- [GOAL] Express the material starting at the line containing "For every instance of the sandy" and ending at the line containing "x=564, y=296", both included, as a two-column CSV with the headers "task" and "value", one row per entry. Put each text and its answer in a single quoted field, with line breaks turned into spaces.

[Records of labeled points]
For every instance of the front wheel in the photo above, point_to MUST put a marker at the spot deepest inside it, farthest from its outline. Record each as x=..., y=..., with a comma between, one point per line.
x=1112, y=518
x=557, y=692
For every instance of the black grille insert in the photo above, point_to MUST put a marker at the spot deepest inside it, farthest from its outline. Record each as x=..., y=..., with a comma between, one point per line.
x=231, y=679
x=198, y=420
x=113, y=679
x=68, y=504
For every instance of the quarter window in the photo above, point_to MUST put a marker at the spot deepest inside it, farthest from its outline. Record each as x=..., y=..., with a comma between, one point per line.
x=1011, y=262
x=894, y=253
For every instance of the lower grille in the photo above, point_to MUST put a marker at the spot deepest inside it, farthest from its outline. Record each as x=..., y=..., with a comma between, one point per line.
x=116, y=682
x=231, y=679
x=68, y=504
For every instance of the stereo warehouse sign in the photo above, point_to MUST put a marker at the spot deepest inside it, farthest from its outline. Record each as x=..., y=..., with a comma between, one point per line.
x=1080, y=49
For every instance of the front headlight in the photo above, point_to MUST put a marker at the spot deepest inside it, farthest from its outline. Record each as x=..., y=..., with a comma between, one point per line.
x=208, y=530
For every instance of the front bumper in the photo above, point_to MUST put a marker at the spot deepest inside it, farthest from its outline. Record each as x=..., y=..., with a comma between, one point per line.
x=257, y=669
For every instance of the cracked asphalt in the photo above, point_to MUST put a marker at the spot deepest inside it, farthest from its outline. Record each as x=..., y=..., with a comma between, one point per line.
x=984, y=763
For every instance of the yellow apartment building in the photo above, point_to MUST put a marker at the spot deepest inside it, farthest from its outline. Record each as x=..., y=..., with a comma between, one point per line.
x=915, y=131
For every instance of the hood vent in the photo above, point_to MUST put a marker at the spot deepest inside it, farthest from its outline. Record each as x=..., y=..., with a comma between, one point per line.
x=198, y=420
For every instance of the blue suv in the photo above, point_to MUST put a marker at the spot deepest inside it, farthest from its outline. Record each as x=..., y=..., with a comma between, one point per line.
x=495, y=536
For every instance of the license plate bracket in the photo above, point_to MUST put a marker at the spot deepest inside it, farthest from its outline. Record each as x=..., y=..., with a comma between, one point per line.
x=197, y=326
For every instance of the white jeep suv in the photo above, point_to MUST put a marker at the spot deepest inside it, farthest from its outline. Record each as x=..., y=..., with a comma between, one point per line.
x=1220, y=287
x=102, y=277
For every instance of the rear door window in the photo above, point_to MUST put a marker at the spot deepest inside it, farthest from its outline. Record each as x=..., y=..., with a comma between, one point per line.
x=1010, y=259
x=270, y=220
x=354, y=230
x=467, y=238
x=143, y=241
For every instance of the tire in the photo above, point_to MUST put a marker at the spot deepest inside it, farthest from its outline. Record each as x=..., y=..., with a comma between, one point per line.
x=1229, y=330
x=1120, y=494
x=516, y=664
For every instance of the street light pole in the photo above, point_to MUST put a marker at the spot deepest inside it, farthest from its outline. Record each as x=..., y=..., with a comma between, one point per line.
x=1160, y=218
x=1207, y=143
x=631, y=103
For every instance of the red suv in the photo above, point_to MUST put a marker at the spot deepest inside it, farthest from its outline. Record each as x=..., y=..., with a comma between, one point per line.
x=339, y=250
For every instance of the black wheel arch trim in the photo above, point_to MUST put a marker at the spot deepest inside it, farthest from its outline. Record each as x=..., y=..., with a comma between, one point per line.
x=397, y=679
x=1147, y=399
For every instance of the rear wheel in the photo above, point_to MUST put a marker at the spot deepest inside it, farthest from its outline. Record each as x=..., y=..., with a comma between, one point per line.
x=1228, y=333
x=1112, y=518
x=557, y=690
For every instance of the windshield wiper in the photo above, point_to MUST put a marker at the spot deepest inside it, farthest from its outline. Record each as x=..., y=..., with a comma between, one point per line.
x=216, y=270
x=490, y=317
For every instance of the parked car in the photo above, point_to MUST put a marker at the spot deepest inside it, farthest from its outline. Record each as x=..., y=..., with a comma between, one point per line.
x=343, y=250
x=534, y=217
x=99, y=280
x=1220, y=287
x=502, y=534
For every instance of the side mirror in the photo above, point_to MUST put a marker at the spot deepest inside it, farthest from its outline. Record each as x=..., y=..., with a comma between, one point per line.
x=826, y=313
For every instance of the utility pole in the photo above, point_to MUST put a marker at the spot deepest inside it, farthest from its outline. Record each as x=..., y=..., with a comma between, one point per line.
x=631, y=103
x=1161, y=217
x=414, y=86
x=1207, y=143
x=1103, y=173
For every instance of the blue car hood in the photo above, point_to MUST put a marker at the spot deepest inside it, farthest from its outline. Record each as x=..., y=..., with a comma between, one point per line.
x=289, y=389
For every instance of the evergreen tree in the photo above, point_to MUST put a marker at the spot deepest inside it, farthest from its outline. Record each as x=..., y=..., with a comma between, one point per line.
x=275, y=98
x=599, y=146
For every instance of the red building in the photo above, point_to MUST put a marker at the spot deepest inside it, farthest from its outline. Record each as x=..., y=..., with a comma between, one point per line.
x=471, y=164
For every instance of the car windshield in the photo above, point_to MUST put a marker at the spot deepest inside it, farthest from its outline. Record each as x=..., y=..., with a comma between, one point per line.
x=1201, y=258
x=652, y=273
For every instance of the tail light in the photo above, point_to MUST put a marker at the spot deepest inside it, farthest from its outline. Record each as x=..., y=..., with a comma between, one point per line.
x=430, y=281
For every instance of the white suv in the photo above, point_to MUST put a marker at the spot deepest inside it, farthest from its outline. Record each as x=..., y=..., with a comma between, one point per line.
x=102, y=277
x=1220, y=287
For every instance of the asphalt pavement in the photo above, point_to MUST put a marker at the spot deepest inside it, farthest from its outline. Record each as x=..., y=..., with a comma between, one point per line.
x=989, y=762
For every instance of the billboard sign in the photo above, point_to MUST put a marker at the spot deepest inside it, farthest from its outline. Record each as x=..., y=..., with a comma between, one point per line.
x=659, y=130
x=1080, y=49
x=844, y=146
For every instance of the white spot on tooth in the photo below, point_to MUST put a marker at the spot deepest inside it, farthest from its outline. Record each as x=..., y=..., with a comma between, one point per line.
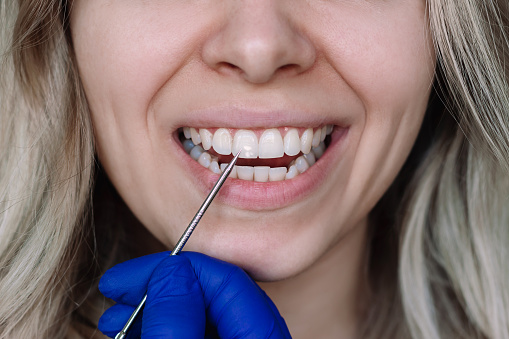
x=271, y=144
x=261, y=173
x=222, y=141
x=248, y=142
x=206, y=138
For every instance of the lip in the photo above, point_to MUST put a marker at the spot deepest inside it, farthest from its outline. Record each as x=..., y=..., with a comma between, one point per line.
x=256, y=196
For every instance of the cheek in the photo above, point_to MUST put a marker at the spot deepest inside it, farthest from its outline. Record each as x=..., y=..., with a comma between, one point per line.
x=127, y=51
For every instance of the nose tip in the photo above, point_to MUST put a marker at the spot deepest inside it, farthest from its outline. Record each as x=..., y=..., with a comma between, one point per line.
x=259, y=43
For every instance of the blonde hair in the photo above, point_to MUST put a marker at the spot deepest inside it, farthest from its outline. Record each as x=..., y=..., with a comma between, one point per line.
x=447, y=280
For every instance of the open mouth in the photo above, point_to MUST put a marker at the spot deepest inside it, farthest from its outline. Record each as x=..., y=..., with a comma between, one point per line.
x=274, y=154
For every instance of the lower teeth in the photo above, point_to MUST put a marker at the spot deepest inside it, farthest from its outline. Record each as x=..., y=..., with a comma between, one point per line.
x=255, y=173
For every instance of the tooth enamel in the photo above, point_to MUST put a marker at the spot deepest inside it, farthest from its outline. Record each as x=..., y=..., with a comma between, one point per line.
x=310, y=158
x=277, y=173
x=233, y=173
x=245, y=172
x=301, y=164
x=316, y=137
x=292, y=172
x=205, y=159
x=188, y=145
x=292, y=142
x=261, y=173
x=318, y=151
x=306, y=140
x=222, y=141
x=248, y=142
x=271, y=144
x=214, y=167
x=195, y=136
x=196, y=152
x=206, y=138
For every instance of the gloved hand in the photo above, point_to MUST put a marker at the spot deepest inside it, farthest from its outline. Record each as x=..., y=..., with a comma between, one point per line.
x=185, y=294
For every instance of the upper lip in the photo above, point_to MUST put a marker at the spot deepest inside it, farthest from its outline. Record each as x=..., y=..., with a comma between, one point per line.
x=242, y=118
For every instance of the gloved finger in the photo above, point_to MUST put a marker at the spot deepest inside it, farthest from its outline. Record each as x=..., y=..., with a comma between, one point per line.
x=126, y=283
x=113, y=320
x=175, y=306
x=236, y=306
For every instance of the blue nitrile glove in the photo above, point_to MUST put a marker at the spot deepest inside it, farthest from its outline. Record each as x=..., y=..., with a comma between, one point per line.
x=185, y=293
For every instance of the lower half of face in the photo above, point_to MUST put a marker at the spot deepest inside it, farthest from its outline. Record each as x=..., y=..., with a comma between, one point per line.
x=323, y=99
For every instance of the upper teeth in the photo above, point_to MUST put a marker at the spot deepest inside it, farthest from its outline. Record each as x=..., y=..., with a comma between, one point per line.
x=269, y=145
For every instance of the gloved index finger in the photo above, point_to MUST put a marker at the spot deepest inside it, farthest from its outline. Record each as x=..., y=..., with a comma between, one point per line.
x=127, y=282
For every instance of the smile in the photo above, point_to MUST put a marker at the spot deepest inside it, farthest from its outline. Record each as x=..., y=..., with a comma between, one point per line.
x=274, y=154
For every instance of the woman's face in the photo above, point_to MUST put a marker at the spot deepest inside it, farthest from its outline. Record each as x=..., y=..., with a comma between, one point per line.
x=260, y=72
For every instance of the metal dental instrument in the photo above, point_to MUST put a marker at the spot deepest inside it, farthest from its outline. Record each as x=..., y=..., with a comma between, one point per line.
x=185, y=236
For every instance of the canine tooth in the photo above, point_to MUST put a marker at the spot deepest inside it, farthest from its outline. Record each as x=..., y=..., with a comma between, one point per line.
x=245, y=172
x=292, y=172
x=196, y=152
x=222, y=141
x=206, y=138
x=319, y=150
x=271, y=144
x=306, y=140
x=205, y=159
x=292, y=142
x=310, y=158
x=214, y=167
x=248, y=142
x=301, y=164
x=233, y=173
x=188, y=145
x=195, y=136
x=316, y=137
x=277, y=173
x=261, y=173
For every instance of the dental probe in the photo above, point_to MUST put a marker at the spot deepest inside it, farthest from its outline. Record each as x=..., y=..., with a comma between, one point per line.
x=185, y=236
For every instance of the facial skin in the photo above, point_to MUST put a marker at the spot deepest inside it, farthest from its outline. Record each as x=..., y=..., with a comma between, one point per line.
x=151, y=67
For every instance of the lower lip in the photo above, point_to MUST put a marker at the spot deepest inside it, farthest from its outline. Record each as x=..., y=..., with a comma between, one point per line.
x=265, y=196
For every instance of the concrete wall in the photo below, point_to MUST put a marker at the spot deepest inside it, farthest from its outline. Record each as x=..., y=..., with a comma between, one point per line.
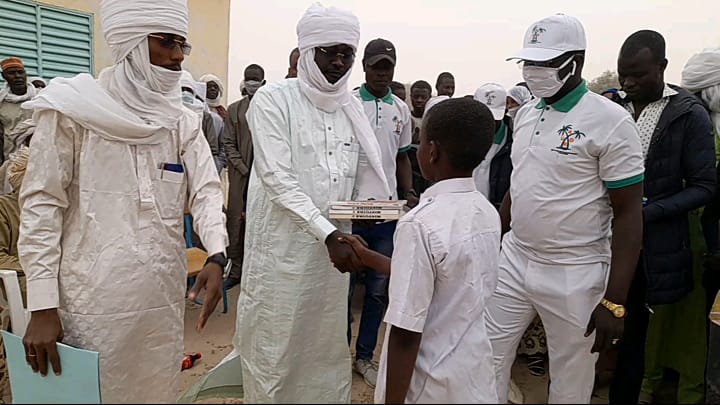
x=209, y=35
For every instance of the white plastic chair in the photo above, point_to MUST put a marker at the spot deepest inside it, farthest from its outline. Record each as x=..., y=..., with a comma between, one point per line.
x=13, y=302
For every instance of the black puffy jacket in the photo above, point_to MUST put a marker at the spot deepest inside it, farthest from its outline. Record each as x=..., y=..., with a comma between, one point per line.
x=679, y=177
x=501, y=168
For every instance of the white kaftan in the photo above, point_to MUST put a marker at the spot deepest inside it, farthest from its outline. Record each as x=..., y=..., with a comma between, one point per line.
x=292, y=312
x=101, y=239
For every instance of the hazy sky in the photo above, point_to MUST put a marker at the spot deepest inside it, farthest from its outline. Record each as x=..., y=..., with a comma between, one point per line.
x=470, y=38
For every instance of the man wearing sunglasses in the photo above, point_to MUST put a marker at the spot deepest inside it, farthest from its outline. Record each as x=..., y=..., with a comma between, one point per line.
x=307, y=139
x=577, y=167
x=117, y=161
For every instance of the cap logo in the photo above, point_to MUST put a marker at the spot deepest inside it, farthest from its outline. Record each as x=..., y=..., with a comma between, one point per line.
x=489, y=98
x=536, y=34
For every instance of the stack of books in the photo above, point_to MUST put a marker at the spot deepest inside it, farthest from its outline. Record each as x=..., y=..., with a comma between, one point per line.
x=372, y=209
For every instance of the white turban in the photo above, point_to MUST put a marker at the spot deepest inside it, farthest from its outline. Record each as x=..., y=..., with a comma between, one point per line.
x=212, y=78
x=328, y=26
x=133, y=99
x=702, y=74
x=520, y=94
x=126, y=23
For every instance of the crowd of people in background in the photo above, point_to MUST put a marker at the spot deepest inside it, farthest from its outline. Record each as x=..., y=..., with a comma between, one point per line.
x=543, y=220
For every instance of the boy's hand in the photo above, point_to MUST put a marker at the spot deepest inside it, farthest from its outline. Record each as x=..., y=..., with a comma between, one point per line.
x=358, y=244
x=342, y=256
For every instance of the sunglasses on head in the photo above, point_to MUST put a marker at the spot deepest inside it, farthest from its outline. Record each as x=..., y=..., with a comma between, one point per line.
x=332, y=53
x=169, y=41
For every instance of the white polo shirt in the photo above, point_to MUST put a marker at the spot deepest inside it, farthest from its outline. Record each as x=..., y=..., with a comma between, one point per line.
x=444, y=270
x=565, y=158
x=390, y=119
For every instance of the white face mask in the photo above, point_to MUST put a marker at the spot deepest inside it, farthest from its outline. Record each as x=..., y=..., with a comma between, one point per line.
x=252, y=86
x=545, y=81
x=188, y=98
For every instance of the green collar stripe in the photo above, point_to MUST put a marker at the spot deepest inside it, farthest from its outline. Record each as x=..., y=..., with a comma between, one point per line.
x=568, y=102
x=500, y=134
x=612, y=185
x=365, y=95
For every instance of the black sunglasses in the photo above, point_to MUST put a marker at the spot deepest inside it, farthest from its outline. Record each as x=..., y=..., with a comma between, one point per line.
x=169, y=42
x=332, y=54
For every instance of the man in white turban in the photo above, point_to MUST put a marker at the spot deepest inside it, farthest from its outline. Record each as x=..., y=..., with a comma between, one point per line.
x=214, y=91
x=702, y=75
x=308, y=135
x=112, y=165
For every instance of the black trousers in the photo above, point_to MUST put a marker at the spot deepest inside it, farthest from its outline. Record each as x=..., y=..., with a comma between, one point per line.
x=630, y=368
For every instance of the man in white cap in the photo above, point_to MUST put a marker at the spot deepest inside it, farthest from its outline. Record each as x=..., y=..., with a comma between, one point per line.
x=308, y=136
x=577, y=167
x=112, y=166
x=492, y=176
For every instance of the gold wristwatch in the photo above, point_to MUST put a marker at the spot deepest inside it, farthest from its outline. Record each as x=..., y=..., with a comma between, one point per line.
x=617, y=310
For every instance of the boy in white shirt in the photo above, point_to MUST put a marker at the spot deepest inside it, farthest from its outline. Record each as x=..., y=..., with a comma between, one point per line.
x=444, y=269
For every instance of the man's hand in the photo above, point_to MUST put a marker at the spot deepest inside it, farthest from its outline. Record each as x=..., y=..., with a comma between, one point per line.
x=412, y=200
x=210, y=278
x=365, y=223
x=40, y=341
x=608, y=329
x=342, y=255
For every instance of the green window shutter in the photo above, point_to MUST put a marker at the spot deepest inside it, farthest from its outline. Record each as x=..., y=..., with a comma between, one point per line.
x=18, y=33
x=66, y=42
x=52, y=41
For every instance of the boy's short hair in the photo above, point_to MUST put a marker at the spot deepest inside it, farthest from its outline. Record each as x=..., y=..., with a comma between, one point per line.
x=463, y=128
x=421, y=85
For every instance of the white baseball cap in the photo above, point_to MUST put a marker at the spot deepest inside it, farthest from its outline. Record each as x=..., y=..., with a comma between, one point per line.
x=494, y=97
x=551, y=37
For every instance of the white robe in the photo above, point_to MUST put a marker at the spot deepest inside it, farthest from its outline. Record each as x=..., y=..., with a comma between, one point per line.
x=101, y=238
x=292, y=311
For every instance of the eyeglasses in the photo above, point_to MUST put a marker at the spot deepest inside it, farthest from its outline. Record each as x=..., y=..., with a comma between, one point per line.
x=169, y=42
x=333, y=54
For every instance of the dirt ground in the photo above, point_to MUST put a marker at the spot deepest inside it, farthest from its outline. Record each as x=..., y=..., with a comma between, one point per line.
x=216, y=342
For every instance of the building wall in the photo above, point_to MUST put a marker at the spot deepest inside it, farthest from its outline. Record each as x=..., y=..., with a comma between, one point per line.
x=209, y=35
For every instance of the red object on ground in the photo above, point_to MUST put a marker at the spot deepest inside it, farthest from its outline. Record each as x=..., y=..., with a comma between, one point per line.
x=189, y=360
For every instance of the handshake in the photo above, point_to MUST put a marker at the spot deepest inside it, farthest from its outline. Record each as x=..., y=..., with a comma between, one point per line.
x=350, y=253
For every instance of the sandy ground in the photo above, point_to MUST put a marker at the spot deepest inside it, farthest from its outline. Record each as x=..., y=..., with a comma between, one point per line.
x=216, y=341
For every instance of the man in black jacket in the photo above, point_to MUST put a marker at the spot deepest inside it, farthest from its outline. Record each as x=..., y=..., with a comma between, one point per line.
x=676, y=135
x=492, y=176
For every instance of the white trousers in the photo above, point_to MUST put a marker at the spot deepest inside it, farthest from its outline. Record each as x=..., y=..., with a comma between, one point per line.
x=564, y=296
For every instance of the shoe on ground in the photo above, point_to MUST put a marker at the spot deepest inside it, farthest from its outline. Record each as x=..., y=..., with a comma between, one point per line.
x=367, y=369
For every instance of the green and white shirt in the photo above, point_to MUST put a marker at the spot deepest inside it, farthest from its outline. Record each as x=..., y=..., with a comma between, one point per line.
x=389, y=117
x=565, y=158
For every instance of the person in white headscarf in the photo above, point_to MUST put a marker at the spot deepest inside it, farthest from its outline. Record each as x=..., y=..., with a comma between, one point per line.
x=516, y=98
x=308, y=136
x=113, y=164
x=213, y=98
x=15, y=92
x=701, y=74
x=193, y=95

- [FINAL RESULT]
task,value
"For every instance of the sandy ground in the photo above, point_to MUST put a marker at the spot deepest inside it, farthest from its outline. Record each as x=..., y=..., with a comma between, one point per line.","x=216, y=341"
"For every instance of the man in black jacket in the photo above, point_to MUST put a marker at the spot deepest inside it, farthest from its outline. Record each as x=..., y=..., with a comma between, one point per line.","x=676, y=135 x=492, y=176"
"For every instance of the white trousers in the photo above, point_to MUST put a marker at the spot deepest inside it, farthest from its outline. Record each as x=..., y=..., with a comma between, one point per line.","x=564, y=296"